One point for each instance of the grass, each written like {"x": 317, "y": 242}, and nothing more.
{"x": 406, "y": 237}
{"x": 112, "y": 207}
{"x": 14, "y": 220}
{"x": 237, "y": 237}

• [Exercise details]:
Rescale the listing above by reproducing every line, request included, with each x and y coordinate in the answers multiplied by 1.45 and rounded to the nearest whole number, halves going up. Leave the request wording and its sample coordinates as they are.

• [In response]:
One point for each instance of the grass, each written like {"x": 317, "y": 242}, and nothing more.
{"x": 589, "y": 344}
{"x": 162, "y": 300}
{"x": 20, "y": 319}
{"x": 344, "y": 344}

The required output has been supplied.